**Aim:**
Transcribe the records that follow exactly. Skip the pictures.

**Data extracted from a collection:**
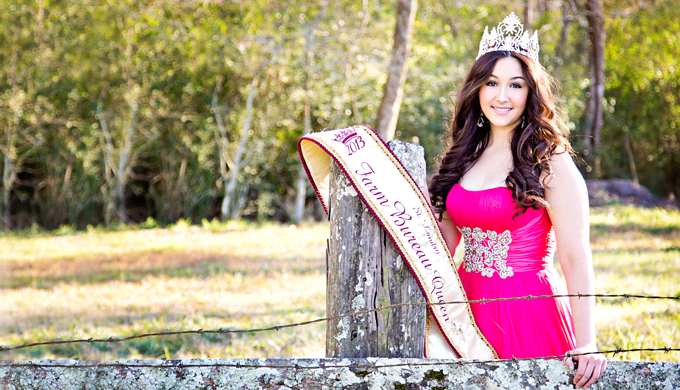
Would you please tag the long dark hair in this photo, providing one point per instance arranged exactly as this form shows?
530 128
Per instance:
532 146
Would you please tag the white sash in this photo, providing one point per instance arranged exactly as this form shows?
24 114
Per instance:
397 203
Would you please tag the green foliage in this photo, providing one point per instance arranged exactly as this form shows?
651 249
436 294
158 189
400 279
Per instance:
154 67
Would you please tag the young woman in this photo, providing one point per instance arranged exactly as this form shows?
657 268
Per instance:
509 188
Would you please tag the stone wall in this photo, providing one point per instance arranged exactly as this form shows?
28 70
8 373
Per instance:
360 373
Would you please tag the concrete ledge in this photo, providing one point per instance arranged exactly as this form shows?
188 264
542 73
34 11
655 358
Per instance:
364 373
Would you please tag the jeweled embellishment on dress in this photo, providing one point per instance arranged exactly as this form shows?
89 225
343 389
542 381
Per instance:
486 252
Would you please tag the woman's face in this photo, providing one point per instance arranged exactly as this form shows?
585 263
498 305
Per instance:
504 95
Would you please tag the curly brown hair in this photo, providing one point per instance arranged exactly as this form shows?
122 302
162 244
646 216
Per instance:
532 146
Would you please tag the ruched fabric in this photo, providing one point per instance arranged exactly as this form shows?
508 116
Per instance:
515 328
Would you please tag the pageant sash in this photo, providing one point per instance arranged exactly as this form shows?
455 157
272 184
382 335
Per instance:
398 204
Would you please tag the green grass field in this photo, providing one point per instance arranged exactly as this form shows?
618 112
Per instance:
100 284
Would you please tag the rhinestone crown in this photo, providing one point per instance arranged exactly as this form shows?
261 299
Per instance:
509 36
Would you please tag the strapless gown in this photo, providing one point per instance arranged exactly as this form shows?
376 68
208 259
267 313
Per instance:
506 257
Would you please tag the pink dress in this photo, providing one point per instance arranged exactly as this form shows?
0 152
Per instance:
511 257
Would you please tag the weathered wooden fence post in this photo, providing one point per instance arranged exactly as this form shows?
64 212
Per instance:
364 271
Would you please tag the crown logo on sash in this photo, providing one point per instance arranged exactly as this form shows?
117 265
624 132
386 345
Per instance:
509 36
345 135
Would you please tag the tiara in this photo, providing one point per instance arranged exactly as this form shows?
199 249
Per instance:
509 36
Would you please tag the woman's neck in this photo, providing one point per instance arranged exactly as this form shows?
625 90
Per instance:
500 138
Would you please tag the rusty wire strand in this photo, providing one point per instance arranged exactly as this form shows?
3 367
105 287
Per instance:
309 322
216 363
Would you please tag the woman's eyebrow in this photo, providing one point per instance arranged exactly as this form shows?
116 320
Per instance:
512 78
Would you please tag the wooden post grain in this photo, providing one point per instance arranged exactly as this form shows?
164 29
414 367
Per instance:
364 271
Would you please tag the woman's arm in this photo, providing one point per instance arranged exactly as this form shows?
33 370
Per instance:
567 196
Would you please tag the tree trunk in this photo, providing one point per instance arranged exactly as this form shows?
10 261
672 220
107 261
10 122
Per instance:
109 166
301 193
386 123
564 34
124 167
631 159
365 271
227 210
529 14
596 40
8 176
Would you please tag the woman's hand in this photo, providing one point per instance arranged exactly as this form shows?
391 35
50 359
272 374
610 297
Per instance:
589 367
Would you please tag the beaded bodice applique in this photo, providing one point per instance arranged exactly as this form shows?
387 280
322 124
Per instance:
486 252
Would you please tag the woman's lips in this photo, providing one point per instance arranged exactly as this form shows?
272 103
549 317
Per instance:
501 110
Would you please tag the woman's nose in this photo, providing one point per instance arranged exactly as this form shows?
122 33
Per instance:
502 95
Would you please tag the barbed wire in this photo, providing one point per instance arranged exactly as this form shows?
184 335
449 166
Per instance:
294 365
324 319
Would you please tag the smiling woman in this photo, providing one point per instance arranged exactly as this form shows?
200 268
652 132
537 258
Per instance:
504 96
509 189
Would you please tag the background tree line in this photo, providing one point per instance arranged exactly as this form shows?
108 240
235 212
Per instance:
119 110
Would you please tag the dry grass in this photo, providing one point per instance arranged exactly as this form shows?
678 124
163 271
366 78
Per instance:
99 284
102 284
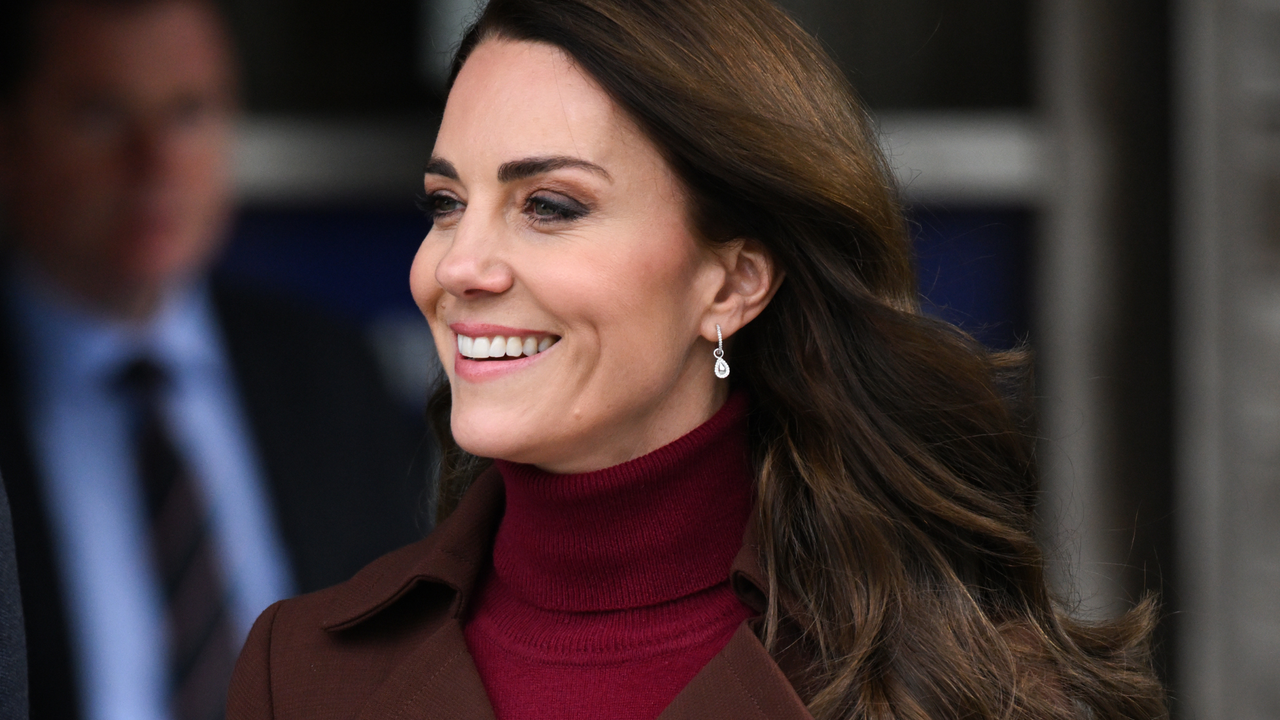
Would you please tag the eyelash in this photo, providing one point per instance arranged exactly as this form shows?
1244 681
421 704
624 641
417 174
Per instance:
560 212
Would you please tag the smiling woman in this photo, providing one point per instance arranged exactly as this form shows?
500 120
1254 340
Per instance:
624 195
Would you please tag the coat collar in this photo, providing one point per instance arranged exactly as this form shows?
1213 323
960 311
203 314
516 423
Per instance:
439 678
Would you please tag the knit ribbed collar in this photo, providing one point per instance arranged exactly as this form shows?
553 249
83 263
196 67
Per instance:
649 531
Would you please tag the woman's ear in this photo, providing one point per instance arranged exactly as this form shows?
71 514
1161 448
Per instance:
752 277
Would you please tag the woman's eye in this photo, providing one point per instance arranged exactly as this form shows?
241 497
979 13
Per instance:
545 209
439 205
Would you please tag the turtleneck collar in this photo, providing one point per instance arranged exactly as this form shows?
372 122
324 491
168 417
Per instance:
649 531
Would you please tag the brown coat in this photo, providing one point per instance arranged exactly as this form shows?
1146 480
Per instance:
388 643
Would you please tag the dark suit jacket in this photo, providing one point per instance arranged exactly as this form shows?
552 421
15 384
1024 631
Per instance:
336 450
388 643
13 643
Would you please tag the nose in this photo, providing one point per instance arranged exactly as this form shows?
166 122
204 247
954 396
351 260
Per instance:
471 267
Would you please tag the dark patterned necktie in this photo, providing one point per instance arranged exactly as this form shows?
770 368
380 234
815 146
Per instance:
201 650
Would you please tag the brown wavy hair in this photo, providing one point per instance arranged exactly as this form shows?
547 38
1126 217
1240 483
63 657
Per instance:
894 455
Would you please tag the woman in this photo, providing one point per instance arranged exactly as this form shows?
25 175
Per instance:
670 282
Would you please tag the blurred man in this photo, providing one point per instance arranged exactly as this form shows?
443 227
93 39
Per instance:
178 455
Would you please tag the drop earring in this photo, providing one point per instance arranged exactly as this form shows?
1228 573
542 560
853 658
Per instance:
721 365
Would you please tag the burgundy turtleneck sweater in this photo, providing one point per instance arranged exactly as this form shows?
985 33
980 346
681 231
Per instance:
609 589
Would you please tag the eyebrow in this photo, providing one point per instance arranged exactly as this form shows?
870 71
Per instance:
520 169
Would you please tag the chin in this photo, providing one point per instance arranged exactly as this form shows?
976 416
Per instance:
489 434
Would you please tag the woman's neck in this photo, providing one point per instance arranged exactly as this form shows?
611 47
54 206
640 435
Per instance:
641 533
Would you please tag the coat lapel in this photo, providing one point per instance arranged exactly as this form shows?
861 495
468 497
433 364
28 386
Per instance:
437 682
740 683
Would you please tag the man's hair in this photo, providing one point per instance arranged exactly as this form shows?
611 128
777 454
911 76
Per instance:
19 37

**The reply:**
Would you please tag the long dark hair in this photo, providing one point per instance arranged exactly as this form shows?
530 128
Per instance:
532 146
Would you please tag the white sash in this photo, providing one point per instance arranged exactly as this form shows?
24 114
Per instance:
397 203
Would you please tag the green foliage in this photo, providing one point per instance arranged exactly as this form shows?
651 249
436 294
158 189
400 279
Per instance:
154 67
Would you please tag the young woman in this photo, providing one point per instance arranged exactly as this form shows?
657 268
Per instance:
509 188
Would you please tag the stone wall in this photo, providing one point per instance arranged exactly as this form shows?
28 70
8 373
Per instance:
360 373
Would you please tag the concrete ledge in this photo, providing one point per instance arranged exactly as this form shows?
188 264
542 73
34 11
655 358
Per instance:
364 373
Would you please tag the jeweled embellishment on dress in this photo, providing one point per instance arranged exactly as this form shows?
89 225
343 389
542 381
Per instance:
486 252
Would you please tag the woman's face in this photo, providing one point per instance arranged exactly as this form shows?
585 263
498 305
Per instance:
504 95
Would you please tag the curly brown hair in this photo, providing one point per instance arranged exactly as this form shows?
122 302
162 244
646 216
Per instance:
532 146
Would you please tag the ruched fabric in this photo, providing one point per instance arranged exactly as this form shows?
508 116
Per instance:
515 328
Would you please tag the pageant sash in this photo, providing one point per instance arranged exactly as this form shows?
455 157
272 184
382 335
Per instance:
398 204
Would you please tag the green grass field in this photo, providing one point per instance arranged exactly as this form shows?
618 112
Per instance:
100 284
Would you please tag the rhinestone crown in this photo, providing one point per instance arranged exactly as this form shows?
261 299
Per instance:
509 36
Would you please tag the strapless gown in this photo, providing one point per instance arranged exactly as this form shows?
376 68
208 259
267 313
Per instance:
506 257
Would you please tag the pink dress in this photo, providing one point per instance arranged exactly as this form shows?
0 152
Per instance:
511 257
Would you please tag the weathered wooden fence post in this photo, providing one point per instance arranged exactly as this form shows?
64 212
Per instance:
364 271
Would you please tag the crown logo on sash in this photo, providing one point per instance arranged exactly as this form shows?
117 265
624 132
386 345
Per instance:
509 36
345 135
Would you please tag the tiara in this photo, providing one point per instance arranged exactly as this form shows?
199 249
Per instance:
509 36
Would you please tag the woman's neck in this photo, providing one point per instance arranged exactly as this form shows?
625 90
Per instance:
500 138
Would you please tag the rusty wire strand in this photo, providing one point per instance arranged exactly as this form shows?
3 367
105 287
Per instance:
309 322
216 363
Would you please tag the woman's eyebrow in this photo, providing one point per instance arranged exactly as this form shows?
116 320
Per instance:
512 78
Would you please tag the wooden post grain in this photo, providing one point per instance arranged exactly as this form shows?
164 29
414 367
Per instance:
364 271
Would you please tag the woman's arm in this photo, providing one point per instance arranged exactly as this form shows?
33 370
Per instance:
567 196
Would you please tag the tree trunk in this photo, providing one point per instance arranged exactly as this form shows?
10 261
672 220
107 261
10 122
Per instance:
109 166
301 193
386 123
564 34
124 167
631 159
365 271
227 210
529 14
596 40
8 176
Would you please tag the woman's hand in this photo, providing one point per instance arranged exactly as this form shows?
391 35
50 359
272 374
610 297
Per instance:
589 367
Would you please tag the beaded bodice applique in this photo, providing one point per instance arranged exactly as this form shows?
387 280
322 124
Per instance:
486 252
Would you please tag the woman's lips in this photo, providing one point per instance arranged exactly as this form shows?
272 103
549 317
Per instance:
501 110
Would you please tag the woman's nose in this photo, providing one point per instance arranged exactly as this form shows?
122 33
Per instance:
502 95
Would you please tag the barbed wire in this photo, providing one point per instance arranged exactly as this form shows?
184 335
449 166
Per instance:
294 365
324 319
Would you please tag the smiling woman in this photo, providing one point per instance arranged exactly as this form shows?
200 268
652 132
537 258
Per instance:
504 96
509 189
Would you please tag the background tree line in this photo, providing one point per instance arranged exactly as this form shows?
108 240
235 212
Per instance:
119 110
Would you please tag the dry grass in this photo, providing one point per instance arranged exactly as this form shows?
678 124
163 271
366 78
Per instance:
99 284
102 284
Would you please tag the eyelash in this photo, providing one point per instance arranged exactly as this form shows?
1244 681
421 704
624 641
417 174
Per instance:
560 212
Would you please tag the smiling woman in this photo, providing one point per instance arranged exactly as this form shows?
500 120
1254 340
Per instance:
624 195
Would you please tag the coat collar in this photo, providing one point per instance arranged exactly as this form shows?
1213 323
960 311
203 314
516 423
Per instance:
439 678
Would you please tag the knit ribbed collar in this photo, providing one point per instance arranged exactly as this form shows?
553 249
83 263
196 67
Per instance:
649 531
Would you please tag the woman's ear in this photo, providing one point per instance arranged exactly as this form shows?
71 514
1161 448
Per instance:
752 277
Would you please tag the woman's eye in this photo, providing one point per instance arranged exactly as this form shows?
241 497
979 13
Per instance:
545 209
439 205
Would you please tag the turtleneck collar in this photo, providing one point per instance arranged exactly as this form shows?
372 122
324 491
168 417
Per instance:
649 531
Would you please tag the brown coat in this photo, providing one point per instance arranged exactly as this form shows?
1146 480
Per instance:
388 643
Would you please tag the dark suit jacket in this photo, providing one point per instance arranged exactly as this form shows?
552 421
15 384
1024 631
Per instance:
336 450
388 643
13 643
Would you please tag the nose in this photo, providing one point per instance arranged exactly as this form shows?
166 122
204 247
954 396
351 260
Per instance:
471 267
Would you please tag the dark patterned necktie in this photo, providing one point per instance arranged exactly as this form shows?
770 368
380 234
815 146
Per instance:
201 650
Would you please tag the brown wavy hair in this photo, providing one point per instance arranged exactly as this form shows?
547 38
1126 217
1240 483
63 657
Per instance:
894 455
Would you please tag the woman in this photo, providing one point per instance arranged exactly as this form shows?
25 175
Per instance:
670 282
Would you please tag the blurred man in this photo, providing one point per instance arranged exactly as this form shows?
443 227
93 39
Per instance:
178 455
Would you please tag the drop earring in this photo, providing one point per instance arranged exactly as this form shows?
1228 573
542 560
853 658
Per instance:
721 365
Would you please tag the burgundy turtleneck sweater in this photo, providing one point per instance arranged exactly as this form shows?
985 33
980 346
681 231
Per instance:
609 589
Would you please tag the eyebrow in this photo, providing one point per instance arranged exactly as this form shows?
870 71
Per instance:
520 169
Would you please tag the chin in this photo, providing one point per instance arranged exactly as this form shows?
976 416
Per instance:
489 434
Would you please tag the woman's neck in this photo, providing one point per instance arranged exactly as this form shows?
611 47
54 206
640 435
Per instance:
641 533
Would you please tag the coat lapel in this photo, providing one point per instance arranged exactly as this form shows?
861 495
468 497
433 364
28 386
Per instance:
437 682
740 683
Would you please tag the man's hair in this photo, providing one point per instance arranged exactly as this form shows?
611 128
777 454
911 76
Per instance:
19 37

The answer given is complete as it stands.